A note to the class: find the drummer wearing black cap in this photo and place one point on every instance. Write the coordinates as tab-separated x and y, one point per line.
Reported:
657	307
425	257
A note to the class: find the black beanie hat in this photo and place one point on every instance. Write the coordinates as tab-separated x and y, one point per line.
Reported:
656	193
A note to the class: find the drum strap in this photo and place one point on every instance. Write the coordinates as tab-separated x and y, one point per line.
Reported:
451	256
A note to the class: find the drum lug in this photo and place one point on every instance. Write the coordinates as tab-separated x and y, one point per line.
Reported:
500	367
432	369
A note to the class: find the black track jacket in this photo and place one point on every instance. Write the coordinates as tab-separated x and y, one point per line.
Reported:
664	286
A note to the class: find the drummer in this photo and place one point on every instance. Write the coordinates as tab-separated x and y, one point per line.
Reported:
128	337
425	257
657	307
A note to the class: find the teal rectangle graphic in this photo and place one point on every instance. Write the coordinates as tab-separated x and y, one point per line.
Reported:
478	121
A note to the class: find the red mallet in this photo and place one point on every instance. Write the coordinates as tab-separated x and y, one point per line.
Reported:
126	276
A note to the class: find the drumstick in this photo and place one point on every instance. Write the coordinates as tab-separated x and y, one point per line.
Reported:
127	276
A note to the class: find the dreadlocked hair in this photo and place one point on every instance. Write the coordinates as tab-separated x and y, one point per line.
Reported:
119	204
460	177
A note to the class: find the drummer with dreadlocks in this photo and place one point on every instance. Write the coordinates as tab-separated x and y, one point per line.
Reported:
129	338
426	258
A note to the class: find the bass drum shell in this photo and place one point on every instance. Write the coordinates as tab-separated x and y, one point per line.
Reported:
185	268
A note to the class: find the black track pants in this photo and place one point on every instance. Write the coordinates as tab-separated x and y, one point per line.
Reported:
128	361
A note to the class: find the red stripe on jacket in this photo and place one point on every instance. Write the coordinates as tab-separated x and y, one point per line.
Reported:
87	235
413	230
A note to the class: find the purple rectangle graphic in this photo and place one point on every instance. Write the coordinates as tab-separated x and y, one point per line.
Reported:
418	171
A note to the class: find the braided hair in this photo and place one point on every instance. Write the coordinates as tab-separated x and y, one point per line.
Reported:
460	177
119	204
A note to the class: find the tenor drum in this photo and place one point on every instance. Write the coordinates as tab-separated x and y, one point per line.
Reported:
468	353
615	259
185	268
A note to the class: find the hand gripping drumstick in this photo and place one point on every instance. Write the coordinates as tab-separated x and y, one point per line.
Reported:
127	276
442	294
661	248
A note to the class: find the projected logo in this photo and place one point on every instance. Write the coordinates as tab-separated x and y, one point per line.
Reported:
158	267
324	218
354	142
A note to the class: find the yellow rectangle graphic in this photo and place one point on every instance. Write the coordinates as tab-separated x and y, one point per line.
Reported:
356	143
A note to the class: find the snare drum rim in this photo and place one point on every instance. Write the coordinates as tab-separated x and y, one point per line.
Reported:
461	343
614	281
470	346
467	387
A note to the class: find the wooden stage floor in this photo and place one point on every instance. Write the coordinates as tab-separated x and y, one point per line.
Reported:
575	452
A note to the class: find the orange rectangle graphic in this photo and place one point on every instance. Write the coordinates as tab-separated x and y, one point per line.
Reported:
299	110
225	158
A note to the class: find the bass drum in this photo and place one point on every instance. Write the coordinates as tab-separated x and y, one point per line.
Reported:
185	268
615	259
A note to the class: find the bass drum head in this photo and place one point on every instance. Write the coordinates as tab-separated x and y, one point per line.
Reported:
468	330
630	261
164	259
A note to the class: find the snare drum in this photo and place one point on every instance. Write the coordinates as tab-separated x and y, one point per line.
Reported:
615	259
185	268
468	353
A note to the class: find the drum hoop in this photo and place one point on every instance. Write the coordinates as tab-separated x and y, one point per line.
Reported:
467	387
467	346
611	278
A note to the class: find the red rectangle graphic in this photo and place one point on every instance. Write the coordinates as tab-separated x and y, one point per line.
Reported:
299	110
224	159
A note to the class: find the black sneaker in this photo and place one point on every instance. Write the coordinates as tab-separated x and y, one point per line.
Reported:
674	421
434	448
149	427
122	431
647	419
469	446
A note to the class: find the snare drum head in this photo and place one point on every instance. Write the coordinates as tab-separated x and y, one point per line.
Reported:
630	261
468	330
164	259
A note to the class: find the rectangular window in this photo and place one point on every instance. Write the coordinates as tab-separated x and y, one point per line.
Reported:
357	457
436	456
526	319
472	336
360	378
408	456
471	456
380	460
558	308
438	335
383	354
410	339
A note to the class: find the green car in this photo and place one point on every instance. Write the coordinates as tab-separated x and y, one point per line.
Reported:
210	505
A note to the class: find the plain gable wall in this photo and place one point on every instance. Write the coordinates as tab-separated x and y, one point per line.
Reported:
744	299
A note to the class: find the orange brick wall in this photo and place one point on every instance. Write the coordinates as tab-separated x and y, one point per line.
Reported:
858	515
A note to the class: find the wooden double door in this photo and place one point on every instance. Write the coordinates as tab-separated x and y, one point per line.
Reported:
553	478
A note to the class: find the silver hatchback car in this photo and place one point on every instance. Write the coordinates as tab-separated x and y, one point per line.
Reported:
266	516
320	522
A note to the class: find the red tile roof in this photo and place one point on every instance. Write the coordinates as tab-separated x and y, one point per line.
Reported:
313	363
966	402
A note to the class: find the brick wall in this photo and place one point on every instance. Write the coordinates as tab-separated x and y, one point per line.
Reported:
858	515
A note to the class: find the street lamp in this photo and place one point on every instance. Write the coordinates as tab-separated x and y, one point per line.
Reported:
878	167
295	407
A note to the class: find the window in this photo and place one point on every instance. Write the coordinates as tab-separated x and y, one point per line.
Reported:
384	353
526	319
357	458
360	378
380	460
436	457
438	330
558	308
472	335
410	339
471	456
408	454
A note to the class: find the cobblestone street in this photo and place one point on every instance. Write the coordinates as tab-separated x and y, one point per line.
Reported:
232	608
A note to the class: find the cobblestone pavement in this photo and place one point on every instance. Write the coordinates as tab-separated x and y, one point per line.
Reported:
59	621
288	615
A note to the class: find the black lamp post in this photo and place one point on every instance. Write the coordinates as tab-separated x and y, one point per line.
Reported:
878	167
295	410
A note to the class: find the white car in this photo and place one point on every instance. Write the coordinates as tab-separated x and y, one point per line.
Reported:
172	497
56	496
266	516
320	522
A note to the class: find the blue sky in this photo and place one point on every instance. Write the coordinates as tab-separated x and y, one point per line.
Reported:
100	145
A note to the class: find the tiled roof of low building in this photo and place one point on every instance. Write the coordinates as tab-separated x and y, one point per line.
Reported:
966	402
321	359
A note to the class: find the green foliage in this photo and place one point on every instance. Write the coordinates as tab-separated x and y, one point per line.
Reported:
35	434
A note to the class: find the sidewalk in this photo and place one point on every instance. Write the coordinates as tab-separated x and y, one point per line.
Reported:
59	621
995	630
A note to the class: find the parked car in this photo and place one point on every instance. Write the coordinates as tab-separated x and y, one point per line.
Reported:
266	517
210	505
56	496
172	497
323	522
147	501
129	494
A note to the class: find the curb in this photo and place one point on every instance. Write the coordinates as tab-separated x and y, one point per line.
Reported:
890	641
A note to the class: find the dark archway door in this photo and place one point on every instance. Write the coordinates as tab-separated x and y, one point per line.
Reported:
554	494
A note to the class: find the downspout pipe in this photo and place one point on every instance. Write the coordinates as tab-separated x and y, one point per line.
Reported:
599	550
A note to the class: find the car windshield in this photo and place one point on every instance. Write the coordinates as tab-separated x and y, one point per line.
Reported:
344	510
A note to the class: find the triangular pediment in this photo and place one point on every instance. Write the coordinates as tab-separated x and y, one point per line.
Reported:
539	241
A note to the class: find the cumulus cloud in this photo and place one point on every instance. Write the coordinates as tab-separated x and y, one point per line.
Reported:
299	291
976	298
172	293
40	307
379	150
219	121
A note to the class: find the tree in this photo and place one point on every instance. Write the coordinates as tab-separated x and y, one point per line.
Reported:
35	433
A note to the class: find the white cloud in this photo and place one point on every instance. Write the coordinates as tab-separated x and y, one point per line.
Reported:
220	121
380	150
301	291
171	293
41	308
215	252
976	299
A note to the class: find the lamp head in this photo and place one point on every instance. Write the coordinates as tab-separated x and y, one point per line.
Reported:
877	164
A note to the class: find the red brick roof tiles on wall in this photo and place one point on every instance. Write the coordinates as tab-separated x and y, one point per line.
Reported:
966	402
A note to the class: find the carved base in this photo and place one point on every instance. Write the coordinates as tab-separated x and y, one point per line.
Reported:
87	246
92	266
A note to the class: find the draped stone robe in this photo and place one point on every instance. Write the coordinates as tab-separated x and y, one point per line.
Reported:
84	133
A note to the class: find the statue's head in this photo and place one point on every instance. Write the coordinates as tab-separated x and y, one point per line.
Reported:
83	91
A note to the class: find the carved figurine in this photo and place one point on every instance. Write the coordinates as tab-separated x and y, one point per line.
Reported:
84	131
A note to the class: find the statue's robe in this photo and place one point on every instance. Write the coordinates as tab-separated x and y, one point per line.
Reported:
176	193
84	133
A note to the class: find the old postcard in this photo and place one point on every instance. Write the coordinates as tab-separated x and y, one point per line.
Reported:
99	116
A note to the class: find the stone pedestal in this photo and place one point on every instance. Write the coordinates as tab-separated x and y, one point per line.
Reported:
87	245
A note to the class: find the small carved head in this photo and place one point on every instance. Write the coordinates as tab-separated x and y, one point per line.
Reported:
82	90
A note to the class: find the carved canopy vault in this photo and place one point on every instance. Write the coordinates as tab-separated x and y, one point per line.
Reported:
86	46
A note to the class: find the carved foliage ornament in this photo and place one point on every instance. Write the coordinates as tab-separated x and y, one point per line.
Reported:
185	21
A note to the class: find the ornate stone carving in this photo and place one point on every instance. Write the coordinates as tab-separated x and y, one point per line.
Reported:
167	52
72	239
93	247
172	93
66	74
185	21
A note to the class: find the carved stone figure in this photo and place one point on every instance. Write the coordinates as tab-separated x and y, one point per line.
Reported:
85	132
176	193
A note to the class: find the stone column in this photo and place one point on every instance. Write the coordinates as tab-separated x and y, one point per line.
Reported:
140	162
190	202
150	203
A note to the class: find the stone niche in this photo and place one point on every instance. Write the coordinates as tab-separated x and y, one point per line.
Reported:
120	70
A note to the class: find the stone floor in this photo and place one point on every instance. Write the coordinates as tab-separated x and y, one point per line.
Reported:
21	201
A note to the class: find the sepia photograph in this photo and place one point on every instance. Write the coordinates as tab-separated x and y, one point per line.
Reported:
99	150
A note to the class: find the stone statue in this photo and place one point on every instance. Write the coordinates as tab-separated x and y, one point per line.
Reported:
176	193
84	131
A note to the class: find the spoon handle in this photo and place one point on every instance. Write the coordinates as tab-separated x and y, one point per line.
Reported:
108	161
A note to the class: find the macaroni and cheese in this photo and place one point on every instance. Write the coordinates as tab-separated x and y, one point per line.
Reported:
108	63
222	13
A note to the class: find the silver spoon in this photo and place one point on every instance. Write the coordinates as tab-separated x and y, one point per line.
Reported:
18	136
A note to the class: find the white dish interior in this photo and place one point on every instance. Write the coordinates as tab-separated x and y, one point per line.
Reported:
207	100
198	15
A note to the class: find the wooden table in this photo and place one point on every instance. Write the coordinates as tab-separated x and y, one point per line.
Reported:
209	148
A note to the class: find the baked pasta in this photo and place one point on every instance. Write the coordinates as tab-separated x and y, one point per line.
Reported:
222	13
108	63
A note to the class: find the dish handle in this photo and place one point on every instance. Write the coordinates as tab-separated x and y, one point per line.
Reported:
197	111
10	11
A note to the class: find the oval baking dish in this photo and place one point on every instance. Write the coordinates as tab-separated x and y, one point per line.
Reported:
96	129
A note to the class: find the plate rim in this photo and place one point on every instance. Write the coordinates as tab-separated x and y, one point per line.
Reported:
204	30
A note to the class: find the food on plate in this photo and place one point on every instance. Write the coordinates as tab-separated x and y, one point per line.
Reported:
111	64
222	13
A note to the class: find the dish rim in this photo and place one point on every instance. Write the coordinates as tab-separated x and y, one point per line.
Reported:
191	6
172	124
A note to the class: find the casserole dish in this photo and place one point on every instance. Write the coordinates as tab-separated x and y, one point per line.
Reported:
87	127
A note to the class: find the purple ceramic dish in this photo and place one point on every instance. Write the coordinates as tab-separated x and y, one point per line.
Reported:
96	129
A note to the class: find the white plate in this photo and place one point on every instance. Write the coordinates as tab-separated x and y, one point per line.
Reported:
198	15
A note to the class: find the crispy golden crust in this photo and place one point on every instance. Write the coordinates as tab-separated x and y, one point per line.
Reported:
━━━━━━━━━━━━━━━━
WHAT YOU HAVE TO DO:
Could you rewrite the data from the line with "A note to the class: find the white plate" up to and including the last line of the data as a numbered list, leaving out any blank lines?

PROBLEM SOLUTION:
1. A note to the class: find the white plate in this photo and place one point on every instance. Write the coordinates as tab-separated x and y, one point per line.
2. Reported:
3. 198	15
4. A note to the class: find the crispy golden crust in this photo and place one point on every instance. Write the coordinates as tab-separated x and y, one point per line.
5. Reported:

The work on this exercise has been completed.